%%
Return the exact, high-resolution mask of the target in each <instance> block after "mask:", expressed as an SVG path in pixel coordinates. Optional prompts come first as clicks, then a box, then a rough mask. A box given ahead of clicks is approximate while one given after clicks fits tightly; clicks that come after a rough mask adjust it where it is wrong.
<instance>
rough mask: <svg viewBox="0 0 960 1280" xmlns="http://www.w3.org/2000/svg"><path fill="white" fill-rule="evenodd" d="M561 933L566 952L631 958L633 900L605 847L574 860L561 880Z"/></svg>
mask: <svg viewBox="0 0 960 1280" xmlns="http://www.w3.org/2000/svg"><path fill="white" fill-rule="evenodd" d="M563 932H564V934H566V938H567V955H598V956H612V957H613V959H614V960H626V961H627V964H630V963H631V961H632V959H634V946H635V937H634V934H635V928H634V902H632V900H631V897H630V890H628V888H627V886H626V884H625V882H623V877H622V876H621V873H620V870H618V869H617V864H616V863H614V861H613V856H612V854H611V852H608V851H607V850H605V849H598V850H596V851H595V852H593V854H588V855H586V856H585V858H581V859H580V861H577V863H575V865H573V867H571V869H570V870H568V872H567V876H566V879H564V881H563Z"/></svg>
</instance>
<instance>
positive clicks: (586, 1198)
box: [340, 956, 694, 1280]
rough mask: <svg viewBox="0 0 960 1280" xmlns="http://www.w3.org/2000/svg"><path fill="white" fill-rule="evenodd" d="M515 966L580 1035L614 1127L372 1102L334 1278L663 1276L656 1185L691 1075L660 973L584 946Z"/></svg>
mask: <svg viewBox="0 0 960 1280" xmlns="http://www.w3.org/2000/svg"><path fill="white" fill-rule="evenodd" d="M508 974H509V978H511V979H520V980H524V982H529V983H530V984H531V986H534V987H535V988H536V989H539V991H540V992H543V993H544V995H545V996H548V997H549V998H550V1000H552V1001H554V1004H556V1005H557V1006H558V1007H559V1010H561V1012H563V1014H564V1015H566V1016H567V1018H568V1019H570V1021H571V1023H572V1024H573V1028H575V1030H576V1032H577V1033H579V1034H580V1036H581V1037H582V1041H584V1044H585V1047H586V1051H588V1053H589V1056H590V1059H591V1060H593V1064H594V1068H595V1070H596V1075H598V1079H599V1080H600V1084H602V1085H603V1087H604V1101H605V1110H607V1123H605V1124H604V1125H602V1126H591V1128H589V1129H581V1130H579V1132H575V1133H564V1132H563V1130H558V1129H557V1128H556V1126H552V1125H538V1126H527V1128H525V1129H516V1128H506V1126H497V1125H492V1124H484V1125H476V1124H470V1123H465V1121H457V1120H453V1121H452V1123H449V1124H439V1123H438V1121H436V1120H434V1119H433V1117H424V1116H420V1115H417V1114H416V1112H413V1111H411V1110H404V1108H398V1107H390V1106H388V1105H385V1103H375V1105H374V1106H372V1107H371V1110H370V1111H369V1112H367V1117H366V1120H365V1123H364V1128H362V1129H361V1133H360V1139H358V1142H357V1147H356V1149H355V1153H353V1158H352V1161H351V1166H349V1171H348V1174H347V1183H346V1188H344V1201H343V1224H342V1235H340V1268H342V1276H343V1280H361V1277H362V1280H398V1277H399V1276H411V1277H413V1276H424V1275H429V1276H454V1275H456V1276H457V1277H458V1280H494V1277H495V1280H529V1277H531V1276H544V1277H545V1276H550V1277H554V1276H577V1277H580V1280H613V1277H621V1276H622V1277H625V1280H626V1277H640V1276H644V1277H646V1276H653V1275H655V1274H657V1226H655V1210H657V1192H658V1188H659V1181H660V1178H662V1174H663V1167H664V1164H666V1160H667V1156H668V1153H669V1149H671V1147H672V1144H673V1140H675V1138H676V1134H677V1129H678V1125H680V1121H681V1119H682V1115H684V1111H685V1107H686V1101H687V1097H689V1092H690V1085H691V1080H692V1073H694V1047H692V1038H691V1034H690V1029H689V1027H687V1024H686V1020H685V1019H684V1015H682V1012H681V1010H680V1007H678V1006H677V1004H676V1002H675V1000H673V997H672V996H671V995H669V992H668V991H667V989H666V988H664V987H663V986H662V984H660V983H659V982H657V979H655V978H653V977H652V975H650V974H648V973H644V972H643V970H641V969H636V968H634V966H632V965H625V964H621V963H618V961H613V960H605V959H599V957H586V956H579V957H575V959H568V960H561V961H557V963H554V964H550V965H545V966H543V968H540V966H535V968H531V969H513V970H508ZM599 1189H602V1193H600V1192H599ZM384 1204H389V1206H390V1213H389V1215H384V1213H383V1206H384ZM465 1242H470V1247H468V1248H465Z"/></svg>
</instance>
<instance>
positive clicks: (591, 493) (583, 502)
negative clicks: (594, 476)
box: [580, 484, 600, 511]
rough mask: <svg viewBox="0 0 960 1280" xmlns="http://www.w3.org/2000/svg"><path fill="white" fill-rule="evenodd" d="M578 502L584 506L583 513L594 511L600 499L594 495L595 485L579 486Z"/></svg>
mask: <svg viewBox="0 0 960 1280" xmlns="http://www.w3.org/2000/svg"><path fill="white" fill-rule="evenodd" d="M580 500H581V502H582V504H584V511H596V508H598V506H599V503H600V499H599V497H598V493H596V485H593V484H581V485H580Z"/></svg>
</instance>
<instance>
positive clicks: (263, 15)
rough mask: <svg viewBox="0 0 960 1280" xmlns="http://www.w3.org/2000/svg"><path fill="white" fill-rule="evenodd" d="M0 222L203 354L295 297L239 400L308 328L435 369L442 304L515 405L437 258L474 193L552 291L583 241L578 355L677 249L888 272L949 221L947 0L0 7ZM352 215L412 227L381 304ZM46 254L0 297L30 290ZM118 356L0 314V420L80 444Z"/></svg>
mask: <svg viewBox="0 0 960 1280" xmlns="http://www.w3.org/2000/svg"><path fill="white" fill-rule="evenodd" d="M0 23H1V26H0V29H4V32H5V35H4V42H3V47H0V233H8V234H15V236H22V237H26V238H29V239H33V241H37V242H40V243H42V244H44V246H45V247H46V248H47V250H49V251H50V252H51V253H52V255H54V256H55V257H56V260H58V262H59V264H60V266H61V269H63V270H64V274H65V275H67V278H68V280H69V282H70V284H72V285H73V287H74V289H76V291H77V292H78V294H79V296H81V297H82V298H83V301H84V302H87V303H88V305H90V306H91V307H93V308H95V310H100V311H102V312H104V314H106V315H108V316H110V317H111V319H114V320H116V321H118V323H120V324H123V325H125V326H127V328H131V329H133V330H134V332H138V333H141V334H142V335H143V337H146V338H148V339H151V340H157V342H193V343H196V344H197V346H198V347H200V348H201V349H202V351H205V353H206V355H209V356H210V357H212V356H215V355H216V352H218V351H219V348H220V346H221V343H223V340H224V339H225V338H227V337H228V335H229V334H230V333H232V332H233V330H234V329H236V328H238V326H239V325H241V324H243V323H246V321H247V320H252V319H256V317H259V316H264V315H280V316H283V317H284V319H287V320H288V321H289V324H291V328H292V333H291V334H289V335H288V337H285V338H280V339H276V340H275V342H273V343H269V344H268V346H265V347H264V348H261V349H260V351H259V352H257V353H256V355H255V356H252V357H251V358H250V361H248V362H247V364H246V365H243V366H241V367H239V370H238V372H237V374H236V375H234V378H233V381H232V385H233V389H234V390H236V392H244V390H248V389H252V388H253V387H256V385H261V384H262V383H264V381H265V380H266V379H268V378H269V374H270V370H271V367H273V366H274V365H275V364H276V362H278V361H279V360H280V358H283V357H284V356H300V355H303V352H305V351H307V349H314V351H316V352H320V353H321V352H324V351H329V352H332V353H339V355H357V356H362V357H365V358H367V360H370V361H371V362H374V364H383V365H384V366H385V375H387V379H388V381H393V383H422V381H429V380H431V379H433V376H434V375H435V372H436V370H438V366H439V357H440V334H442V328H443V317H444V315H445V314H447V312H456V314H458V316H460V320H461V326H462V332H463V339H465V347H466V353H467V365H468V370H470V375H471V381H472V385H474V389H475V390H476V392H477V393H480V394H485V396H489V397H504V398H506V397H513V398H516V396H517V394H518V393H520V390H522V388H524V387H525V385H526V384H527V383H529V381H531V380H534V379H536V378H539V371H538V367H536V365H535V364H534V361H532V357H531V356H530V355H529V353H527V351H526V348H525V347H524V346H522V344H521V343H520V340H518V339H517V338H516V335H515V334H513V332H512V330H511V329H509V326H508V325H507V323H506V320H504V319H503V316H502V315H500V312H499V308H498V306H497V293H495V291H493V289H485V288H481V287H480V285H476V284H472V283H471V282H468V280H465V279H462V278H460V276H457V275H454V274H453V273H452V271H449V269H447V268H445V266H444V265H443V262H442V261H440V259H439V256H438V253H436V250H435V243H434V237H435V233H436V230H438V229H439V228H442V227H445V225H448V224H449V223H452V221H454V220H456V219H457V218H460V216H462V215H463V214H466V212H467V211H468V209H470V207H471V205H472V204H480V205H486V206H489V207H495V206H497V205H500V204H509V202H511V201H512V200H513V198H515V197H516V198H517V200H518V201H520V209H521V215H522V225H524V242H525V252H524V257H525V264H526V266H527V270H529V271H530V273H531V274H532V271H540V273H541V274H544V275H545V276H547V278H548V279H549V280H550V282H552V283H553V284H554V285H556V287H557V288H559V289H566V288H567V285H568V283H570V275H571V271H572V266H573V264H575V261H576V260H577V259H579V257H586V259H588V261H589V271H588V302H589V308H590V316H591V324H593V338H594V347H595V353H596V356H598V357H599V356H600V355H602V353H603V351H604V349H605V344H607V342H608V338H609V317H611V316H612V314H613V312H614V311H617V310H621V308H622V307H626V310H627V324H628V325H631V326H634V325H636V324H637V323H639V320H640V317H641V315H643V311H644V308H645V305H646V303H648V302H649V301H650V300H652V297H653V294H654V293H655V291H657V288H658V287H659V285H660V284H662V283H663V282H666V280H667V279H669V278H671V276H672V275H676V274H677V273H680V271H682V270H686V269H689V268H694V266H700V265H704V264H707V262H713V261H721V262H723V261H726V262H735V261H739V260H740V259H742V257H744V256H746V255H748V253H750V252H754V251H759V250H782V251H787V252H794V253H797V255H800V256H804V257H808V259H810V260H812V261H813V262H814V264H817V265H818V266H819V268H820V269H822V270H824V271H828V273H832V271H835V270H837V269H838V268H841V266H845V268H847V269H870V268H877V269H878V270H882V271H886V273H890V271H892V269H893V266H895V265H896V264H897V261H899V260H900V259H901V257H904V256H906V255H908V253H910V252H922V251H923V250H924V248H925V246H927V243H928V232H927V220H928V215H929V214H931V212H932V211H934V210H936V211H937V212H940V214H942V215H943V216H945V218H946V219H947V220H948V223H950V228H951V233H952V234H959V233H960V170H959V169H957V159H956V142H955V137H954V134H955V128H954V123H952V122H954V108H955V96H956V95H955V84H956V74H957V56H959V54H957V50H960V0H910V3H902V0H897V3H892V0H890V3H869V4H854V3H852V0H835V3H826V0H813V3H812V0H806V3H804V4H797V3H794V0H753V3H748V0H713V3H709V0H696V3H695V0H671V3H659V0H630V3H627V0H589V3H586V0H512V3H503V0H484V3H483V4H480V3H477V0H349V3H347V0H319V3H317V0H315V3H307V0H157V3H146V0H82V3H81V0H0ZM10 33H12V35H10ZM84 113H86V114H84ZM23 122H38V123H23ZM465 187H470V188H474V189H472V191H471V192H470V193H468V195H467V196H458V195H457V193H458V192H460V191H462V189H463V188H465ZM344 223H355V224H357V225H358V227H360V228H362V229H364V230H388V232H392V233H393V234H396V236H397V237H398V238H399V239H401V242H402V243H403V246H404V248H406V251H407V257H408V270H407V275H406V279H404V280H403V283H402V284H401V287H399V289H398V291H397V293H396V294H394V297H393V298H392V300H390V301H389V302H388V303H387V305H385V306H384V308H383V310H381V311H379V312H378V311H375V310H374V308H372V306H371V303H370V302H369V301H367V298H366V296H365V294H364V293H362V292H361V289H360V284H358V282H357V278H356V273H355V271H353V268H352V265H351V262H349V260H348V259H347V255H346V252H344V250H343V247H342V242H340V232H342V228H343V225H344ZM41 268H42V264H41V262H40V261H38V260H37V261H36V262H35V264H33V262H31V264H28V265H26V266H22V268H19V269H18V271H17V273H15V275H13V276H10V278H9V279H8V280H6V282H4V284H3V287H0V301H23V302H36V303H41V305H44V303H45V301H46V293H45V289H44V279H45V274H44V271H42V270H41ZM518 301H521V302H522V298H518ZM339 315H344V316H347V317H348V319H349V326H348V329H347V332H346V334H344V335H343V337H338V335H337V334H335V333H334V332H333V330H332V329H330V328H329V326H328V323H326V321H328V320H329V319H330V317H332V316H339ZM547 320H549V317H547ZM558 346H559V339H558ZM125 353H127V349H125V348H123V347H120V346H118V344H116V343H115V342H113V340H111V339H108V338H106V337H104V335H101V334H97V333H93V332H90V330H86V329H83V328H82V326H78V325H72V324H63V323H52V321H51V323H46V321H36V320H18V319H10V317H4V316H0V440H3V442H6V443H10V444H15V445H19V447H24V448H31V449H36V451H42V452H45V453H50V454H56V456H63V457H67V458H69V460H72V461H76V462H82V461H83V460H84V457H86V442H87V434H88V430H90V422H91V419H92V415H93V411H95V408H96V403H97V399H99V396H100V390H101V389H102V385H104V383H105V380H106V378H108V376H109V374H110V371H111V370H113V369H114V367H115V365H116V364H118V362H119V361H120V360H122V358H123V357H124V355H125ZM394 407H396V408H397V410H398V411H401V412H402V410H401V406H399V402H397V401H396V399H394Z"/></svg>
%%
WHAT THE EXERCISE ASKS: Among the lines above, return each one holding the string "positive".

EXPECTED ANSWER:
positive clicks: (586, 1198)
positive clicks: (591, 493) (583, 502)
positive clicks: (263, 15)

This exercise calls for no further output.